• Work to do: Restate word for word the lines from the one containing "the woman's right" through the end of the listing below, with both ends included.

• Supplied material:
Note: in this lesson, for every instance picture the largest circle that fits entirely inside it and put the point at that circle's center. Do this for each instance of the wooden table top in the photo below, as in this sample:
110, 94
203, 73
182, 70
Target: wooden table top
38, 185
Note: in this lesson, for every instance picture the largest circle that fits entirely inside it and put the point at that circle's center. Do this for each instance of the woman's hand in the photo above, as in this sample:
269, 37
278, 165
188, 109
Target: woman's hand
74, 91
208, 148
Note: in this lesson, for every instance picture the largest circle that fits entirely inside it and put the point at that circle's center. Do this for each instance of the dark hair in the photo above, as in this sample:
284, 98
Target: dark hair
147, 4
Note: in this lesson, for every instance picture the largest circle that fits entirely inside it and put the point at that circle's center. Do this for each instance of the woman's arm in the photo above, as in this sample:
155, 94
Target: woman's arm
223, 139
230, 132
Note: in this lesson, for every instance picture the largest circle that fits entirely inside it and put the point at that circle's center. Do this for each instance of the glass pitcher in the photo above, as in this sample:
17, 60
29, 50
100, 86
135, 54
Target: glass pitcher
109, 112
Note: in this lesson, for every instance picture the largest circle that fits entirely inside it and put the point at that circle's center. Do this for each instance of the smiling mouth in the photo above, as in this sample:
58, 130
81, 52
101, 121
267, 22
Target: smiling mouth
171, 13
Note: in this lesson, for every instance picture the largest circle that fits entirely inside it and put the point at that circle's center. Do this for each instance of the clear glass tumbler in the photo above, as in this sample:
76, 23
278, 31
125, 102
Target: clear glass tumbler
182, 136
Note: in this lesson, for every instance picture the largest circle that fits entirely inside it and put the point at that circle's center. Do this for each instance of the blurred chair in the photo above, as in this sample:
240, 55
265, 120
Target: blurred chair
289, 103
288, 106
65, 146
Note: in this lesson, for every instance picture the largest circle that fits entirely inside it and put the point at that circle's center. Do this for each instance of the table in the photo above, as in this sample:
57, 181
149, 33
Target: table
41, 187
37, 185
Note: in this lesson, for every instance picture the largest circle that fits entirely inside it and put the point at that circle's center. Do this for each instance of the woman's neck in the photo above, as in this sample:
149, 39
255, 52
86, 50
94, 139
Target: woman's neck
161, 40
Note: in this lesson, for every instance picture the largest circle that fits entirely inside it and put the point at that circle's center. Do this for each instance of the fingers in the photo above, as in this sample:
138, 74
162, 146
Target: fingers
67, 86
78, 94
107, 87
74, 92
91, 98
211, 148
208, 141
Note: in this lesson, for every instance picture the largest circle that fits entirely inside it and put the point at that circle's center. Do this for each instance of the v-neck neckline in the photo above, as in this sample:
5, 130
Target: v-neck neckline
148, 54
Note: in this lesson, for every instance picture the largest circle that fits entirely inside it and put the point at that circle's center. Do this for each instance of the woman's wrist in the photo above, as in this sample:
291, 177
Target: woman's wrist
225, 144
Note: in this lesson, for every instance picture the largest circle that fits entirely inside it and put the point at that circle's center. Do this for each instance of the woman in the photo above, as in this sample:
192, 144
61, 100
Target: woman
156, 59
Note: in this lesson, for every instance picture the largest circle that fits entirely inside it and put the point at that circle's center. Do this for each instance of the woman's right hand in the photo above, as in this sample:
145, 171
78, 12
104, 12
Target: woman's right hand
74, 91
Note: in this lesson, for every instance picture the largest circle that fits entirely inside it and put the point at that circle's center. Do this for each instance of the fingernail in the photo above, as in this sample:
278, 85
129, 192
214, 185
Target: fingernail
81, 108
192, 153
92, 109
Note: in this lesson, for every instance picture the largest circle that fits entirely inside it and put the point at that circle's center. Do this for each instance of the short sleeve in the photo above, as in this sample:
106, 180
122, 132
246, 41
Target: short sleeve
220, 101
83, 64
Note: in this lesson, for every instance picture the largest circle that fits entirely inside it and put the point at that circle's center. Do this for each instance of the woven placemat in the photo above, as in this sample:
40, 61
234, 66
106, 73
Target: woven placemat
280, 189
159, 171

• Task output:
Note: in this lesson, for every instance picture the largest circle that fits entirely inside it and put the point at that circle's center. Do this for each instance of the woman's right hand in the photo above, as in this sample:
145, 171
78, 12
104, 12
Target: woman's right hand
74, 91
Note: in this lesson, for every instance picture the largest circle that fits entirely inside it and put the point at that circle's center. Do this for each instance of the fingernail in the photo above, as in this sample:
278, 85
129, 192
214, 185
Target: fingernail
81, 108
192, 153
92, 109
Note: in this lesson, for every instance picture the largest circle that fits entirely inside it and put the point at that circle's center. Do this for each instance of the short sleeve in the photo above, as in this sample:
106, 180
122, 132
246, 41
Target: short sleeve
220, 101
83, 64
Note: in this lesson, for every instance picture the largest circle that fits entirely inside it and put the point at that circle's center. Do this for each instance of the woven placemat in the photo above, as in this sample:
40, 61
234, 66
106, 73
Target: woven placemat
280, 189
159, 171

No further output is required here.